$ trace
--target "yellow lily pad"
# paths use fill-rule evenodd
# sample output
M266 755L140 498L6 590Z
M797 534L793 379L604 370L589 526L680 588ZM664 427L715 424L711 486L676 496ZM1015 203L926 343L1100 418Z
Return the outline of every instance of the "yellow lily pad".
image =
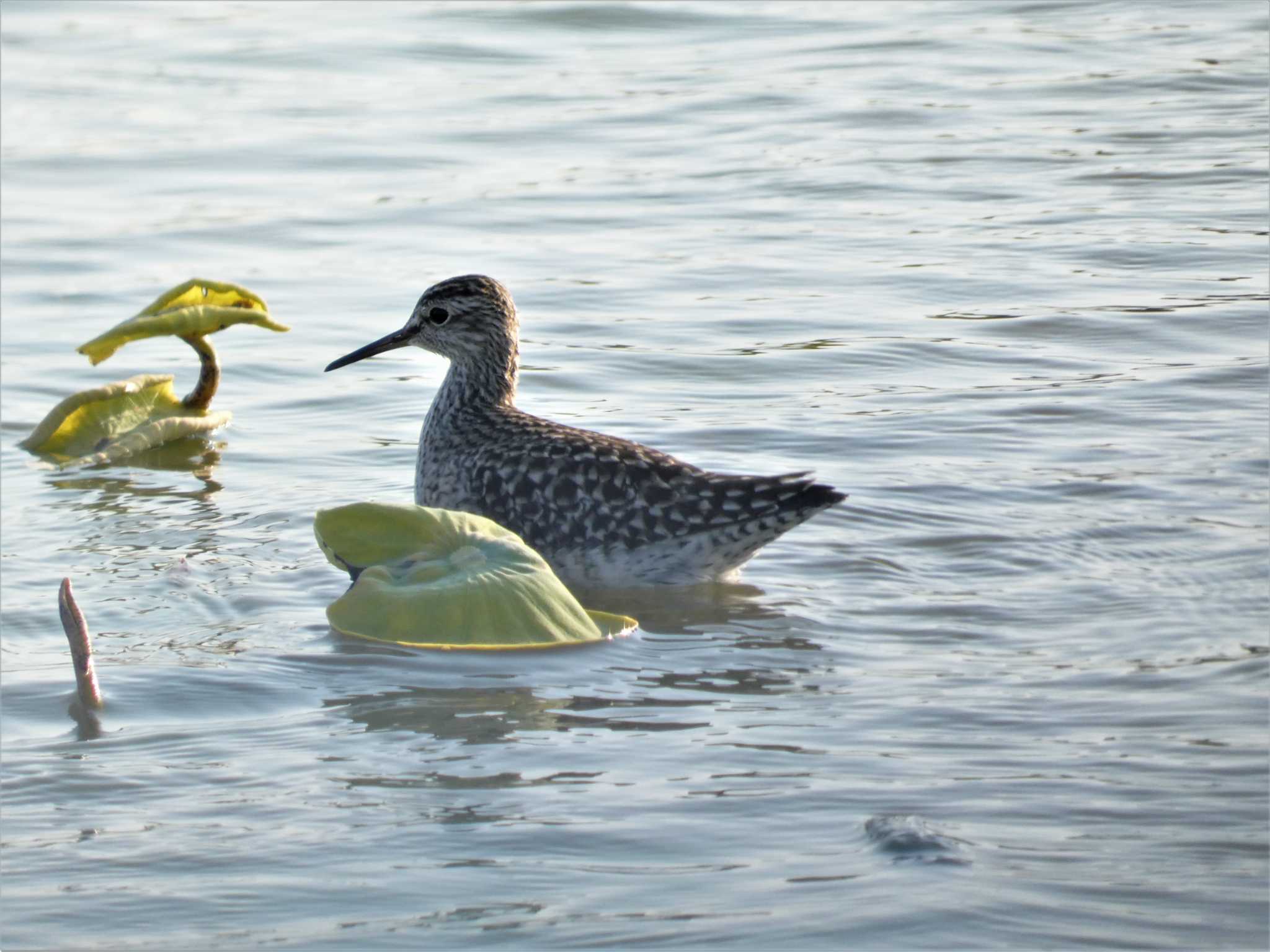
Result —
M110 463L230 421L229 411L190 410L170 373L142 373L74 393L18 446L60 468Z
M277 331L291 330L269 316L269 308L259 294L224 281L190 278L160 294L141 314L114 325L76 349L97 366L133 340L169 335L203 336L234 324L254 324Z
M408 647L507 650L602 641L634 618L584 609L514 532L480 515L354 503L319 510L314 534L353 586L335 631Z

────────────────────────────────────────

TO DO:
Copy every row above line for line, without changes, and leave the picture out of your copy.

RESULT BELOW:
$ trace
--target "yellow lily pad"
# paths use fill-rule evenodd
# sample output
M266 755L140 498L6 590Z
M797 534L793 379L604 370L589 526L680 588ZM664 427L715 424L711 486L676 496ZM1015 203L926 343L1100 418Z
Return the outline of every instance of the "yellow lily pad".
image =
Result —
M110 463L230 421L229 411L190 410L170 373L142 373L74 393L18 446L60 468Z
M277 331L291 330L269 316L269 308L259 294L224 281L190 278L160 294L141 314L114 325L76 349L97 366L133 340L169 335L203 336L234 324L254 324Z
M408 647L507 650L602 641L634 618L584 609L514 532L480 515L354 503L319 510L314 534L353 586L335 631Z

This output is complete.